** start TASK INPUT **

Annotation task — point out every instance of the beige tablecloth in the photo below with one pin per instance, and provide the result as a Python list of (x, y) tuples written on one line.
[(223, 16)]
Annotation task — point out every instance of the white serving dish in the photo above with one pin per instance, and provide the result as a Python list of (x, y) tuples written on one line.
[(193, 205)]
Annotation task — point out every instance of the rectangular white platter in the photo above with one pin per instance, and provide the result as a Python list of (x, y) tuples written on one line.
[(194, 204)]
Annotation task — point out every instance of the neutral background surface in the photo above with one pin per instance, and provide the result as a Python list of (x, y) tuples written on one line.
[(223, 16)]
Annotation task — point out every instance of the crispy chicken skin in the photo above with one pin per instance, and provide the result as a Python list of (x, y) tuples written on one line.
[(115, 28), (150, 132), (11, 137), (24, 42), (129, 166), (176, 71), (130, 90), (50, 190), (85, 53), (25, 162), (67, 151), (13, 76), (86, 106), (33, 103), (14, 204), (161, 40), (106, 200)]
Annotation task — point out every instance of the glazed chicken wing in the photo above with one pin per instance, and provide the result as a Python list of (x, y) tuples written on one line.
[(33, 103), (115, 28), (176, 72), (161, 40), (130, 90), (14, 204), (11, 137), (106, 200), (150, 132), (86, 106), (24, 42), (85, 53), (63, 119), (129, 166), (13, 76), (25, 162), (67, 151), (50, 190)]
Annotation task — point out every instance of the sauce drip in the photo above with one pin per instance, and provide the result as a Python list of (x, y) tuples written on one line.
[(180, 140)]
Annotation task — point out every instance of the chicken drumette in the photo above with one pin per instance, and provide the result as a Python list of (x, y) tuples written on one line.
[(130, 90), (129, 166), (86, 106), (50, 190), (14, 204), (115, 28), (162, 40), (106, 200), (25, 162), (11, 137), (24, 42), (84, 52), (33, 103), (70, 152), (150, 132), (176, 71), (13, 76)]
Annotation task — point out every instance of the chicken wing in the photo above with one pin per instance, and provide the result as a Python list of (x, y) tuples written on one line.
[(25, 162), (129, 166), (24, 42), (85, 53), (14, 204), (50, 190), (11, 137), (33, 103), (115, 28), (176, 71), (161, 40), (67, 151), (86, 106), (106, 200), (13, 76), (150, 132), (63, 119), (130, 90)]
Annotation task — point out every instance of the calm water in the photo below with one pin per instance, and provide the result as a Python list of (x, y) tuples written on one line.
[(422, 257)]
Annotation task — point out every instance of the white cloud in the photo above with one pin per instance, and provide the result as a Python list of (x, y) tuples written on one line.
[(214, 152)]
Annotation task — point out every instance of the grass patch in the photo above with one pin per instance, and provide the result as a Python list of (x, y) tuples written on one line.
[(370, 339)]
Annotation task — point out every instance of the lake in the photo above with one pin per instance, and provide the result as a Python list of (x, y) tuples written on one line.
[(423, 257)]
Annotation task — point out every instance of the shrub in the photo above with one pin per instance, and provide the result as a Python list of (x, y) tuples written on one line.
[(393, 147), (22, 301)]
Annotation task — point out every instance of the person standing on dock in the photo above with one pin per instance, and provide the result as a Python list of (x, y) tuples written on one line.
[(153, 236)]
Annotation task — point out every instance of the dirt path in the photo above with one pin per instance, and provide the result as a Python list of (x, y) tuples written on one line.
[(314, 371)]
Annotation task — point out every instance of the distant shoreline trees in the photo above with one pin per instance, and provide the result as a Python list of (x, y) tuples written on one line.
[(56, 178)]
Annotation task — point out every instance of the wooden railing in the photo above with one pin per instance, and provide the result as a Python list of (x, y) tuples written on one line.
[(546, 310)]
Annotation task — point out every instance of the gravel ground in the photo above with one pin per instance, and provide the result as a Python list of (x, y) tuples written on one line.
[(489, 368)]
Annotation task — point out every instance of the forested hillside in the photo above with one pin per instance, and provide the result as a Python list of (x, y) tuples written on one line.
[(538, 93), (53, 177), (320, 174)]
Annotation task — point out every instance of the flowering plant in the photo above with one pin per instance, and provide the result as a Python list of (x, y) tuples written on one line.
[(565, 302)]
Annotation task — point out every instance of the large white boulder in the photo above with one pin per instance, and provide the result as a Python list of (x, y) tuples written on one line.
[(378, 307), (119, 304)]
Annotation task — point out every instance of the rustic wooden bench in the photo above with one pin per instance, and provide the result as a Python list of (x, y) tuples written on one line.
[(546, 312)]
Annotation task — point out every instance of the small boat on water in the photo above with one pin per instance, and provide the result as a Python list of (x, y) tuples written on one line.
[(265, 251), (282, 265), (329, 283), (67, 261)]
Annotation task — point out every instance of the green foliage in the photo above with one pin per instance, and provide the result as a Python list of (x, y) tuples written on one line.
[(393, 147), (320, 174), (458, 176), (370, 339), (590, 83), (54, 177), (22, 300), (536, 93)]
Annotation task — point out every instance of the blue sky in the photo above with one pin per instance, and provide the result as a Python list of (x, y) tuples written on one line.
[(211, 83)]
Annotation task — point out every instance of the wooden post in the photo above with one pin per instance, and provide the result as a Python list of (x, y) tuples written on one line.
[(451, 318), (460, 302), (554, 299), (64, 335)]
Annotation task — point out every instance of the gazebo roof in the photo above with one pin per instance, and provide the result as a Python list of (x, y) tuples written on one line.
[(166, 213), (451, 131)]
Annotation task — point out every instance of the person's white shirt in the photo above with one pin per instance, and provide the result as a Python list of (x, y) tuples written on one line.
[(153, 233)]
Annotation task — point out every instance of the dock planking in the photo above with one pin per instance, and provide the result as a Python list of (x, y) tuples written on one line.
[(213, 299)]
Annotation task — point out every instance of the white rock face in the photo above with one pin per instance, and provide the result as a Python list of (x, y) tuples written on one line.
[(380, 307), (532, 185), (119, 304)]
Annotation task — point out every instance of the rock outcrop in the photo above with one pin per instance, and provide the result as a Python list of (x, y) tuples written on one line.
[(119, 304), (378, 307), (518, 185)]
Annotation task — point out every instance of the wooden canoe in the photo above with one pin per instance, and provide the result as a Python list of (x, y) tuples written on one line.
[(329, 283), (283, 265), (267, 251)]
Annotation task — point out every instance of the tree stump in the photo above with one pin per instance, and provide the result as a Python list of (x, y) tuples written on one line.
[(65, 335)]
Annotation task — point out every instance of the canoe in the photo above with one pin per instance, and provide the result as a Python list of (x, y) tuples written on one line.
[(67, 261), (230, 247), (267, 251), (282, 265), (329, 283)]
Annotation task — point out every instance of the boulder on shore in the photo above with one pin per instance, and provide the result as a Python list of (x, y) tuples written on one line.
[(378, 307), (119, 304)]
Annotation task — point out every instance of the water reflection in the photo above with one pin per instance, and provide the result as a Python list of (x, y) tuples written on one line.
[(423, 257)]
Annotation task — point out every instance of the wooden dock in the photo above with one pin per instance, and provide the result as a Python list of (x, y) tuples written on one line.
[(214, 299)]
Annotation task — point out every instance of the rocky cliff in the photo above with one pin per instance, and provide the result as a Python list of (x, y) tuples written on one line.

** end TASK INPUT **

◆ WHAT NEEDS TO BE DONE ◆
Please give the lines above as a numbered list, leaving out any blank lines.

◆ WORKED ANSWER ◆
1. Annotation task — point out every instance of the beige tablecloth in the photo below with one pin per instance, and provide the result as a Python list of (x, y) tuples written on one line.
2. [(223, 16)]
3. Annotation task — point out every instance of the white serving dish in the photo above with one pin per instance, and provide the result as a Python list of (x, y) tuples written on one line.
4. [(193, 205)]
5. Annotation task — point out every instance of the rectangular white platter in the photo above with one pin per instance, and provide the result as a Python list of (x, y) tuples written on one line.
6. [(194, 204)]
7. Annotation task — point out every instance of the neutral background surface in the photo above with one pin per instance, and provide the result as a Python list of (x, y) tuples written on one line.
8. [(223, 16)]
9. Annotation task — point out every instance of the crispy chicken skin in the photo above with one pin per instance, and provide the result as a Python list of (x, y) tuples written on one line.
10. [(115, 28), (150, 132), (11, 137), (24, 42), (129, 166), (176, 71), (130, 90), (50, 190), (85, 53), (25, 162), (67, 151), (13, 76), (86, 106), (33, 103), (14, 204), (161, 40), (106, 200)]
11. Annotation task — point out every instance of the glazed chicken wing in the photo above with one pin per instance, and provide the result as a Python list of (x, y) tuples written on one line.
12. [(33, 103), (115, 28), (176, 72), (161, 40), (130, 90), (14, 204), (11, 137), (106, 200), (150, 132), (86, 106), (24, 42), (85, 53), (63, 119), (129, 166), (13, 76), (25, 162), (67, 151), (50, 190)]
13. Annotation task — point out every instance of the sauce drip in the photo above with one pin per instance, and provide the result as a Python list of (x, y) tuples written on one line.
14. [(180, 140)]
15. Annotation task — point out every instance of the chicken drumette in the photo above with one pin per instance, and provide the result as a Python list of (x, y) tuples written on one line.
16. [(130, 90), (129, 166), (86, 106), (50, 190), (14, 204), (115, 28), (162, 40), (106, 200), (25, 162), (11, 137), (24, 42), (84, 52), (33, 103), (70, 152), (150, 132), (176, 71), (13, 76)]
17. Annotation task — point out every instance of the chicken wing in the photo above with one pin per instance, and provide the result as a Python list of (x, y) tuples written on one line.
18. [(25, 162), (129, 166), (24, 42), (85, 53), (14, 204), (50, 190), (11, 137), (33, 103), (115, 28), (176, 71), (161, 40), (67, 151), (86, 106), (106, 200), (13, 76), (150, 132), (63, 119), (130, 90)]
19. Annotation task — point out every instance of the calm water in the photo below with one pin per instance, and provide the result as a Python list of (x, y) tuples written on one line.
20. [(422, 257)]
21. Annotation task — point out every instance of the white cloud in the photo above with one pin per instance, and provide the result as a Python list of (x, y) tuples written on one line.
22. [(214, 152)]
23. Annotation task — point out every instance of the grass patch in the photo above with one pin per instance, and provide the result as a Python list of (x, y) tuples written on one line.
24. [(370, 339)]
25. Annotation task — point out every instance of the lake in the photo above with one pin per instance, and provide the result as a Python list of (x, y) tuples written on one line.
26. [(423, 257)]
27. Annotation task — point out every instance of the shrub in the photo above with one pin per instance, and provide the result as a Python list of (x, y) tuples written on one line.
28. [(393, 147), (22, 301)]
29. Annotation task — point out every instance of the person standing on dock in the photo above with one pin per instance, and provide the result as a Python list of (x, y) tuples written on one line.
30. [(153, 236)]
31. Annotation task — point out every instance of the dirt path in the photo above with one pin per instance, and provide the result as a Python list of (x, y) tuples written on one line.
32. [(314, 371)]
33. Annotation task — point out every instance of the distant shoreline trees in the photo above with one pin per instance, and provide the result as a Python list of (x, y) tuples written on one line.
34. [(56, 178)]
35. Annotation task — point out every instance of the wooden railing in the photo above with one pin per instance, and provide the result as a Python list of (x, y) tuples written on one line.
36. [(546, 310)]
37. Annotation task — point out every instance of the gravel ground in the photo above with one pin per instance, and provide the result as a Python list of (x, y) tuples written on one line.
38. [(489, 368)]
39. Annotation task — point out every instance of the forested hillside in the photo above with one pin per instance, and provide the result as a Python list of (x, y) tuples written on one line.
40. [(538, 93), (53, 177), (320, 174)]
41. Annotation task — point out every instance of the flowering plant in the photo above with one pin per instance, and provide the result as a Python list of (x, y) tuples written on one line.
42. [(565, 302)]
43. Annotation task — point out every instance of the large white boulder in the photo above with one pin per instance, and provide the result as a Python list of (x, y) tuples written on one line.
44. [(378, 307), (119, 304)]
45. Annotation task — point out every instance of the rustic wooden bench in the photo above with one pin per instance, and provide the result as a Python list of (x, y) tuples written on one line.
46. [(546, 312)]
47. Annotation task — point out every instance of the small boat on water in the photo above with one pin per instance, and provide the result as a Python list of (x, y) tuples written on one line.
48. [(265, 251), (282, 265), (329, 283), (67, 261)]
49. Annotation task — point out every instance of the green foliage in the photo above with one pin per instance, and provide the result as a Python list of (x, y) tuples written on one line.
50. [(393, 147), (320, 174), (458, 176), (370, 339), (590, 83), (54, 177), (22, 300), (536, 93)]
51. Annotation task — point out every instance of the blue sky in the photo above with one pin per instance, and provide the result as a Python list of (x, y) tuples written on one line.
52. [(211, 83)]
53. Annotation task — point out every instance of the wooden post in the photo above with one pin per instance, and provide the result as a Python list of (x, y) tuples written on one line.
54. [(451, 318), (460, 302), (554, 299), (64, 335)]
55. Annotation task — point out every instance of the gazebo roof in the photo above with one pin per instance, and provide the result as a Python list of (x, y) tuples written on one line.
56. [(166, 213), (451, 131)]
57. Annotation task — point out every instance of the person's white shirt in the photo above with one pin per instance, and provide the result as a Python list of (x, y) tuples written on one line.
58. [(153, 233)]
59. Annotation task — point out every instance of the dock planking in the photo above with one pin per instance, and provide the result as a Python list of (x, y) tuples written on one line.
60. [(213, 299)]
61. Annotation task — point out every instance of the white rock face in the photo above with one pin per instance, and provide the result as a Python list of (x, y) tuples written on one line.
62. [(380, 307), (532, 185), (119, 304)]
63. Annotation task — point out every instance of the rock outcrop in the photo above with one pin per instance, and provide the result as a Python list of (x, y) tuples written on one line.
64. [(119, 304), (378, 307), (518, 185)]
65. Annotation task — point out every instance of the wooden canoe in the photo above with one pin per instance, and provide the result as a Python list of (x, y) tuples written on one line.
66. [(329, 283), (283, 265), (267, 251)]
67. Annotation task — point out every instance of the tree stump in the photo above with one pin per instance, and provide the result as a Python list of (x, y) tuples written on one line.
68. [(65, 335)]
69. Annotation task — point out every instance of the canoe in the photo above with one pin per instance, and provide the result as a Python list of (x, y) tuples written on one line.
70. [(67, 261), (230, 247), (267, 251), (282, 265), (329, 283)]
71. Annotation task — point out every instance of the boulder on shore in the photo above with one pin per instance, and provide the result as a Python list of (x, y) tuples written on one line.
72. [(378, 307), (119, 304)]
73. Annotation task — point out every instance of the water reflection in the photo above with one pin per instance, and provide the result as a Python list of (x, y) tuples written on one line.
74. [(423, 257)]
75. Annotation task — point out every instance of the wooden dock in the photo above with one pin per instance, and provide the result as a Python list of (x, y) tuples written on one line.
76. [(214, 299)]
77. Annotation task — point out every instance of the rocky cliff in the photo above with one pin per instance, and provide the result as a Python list of (x, y) tuples written on one line.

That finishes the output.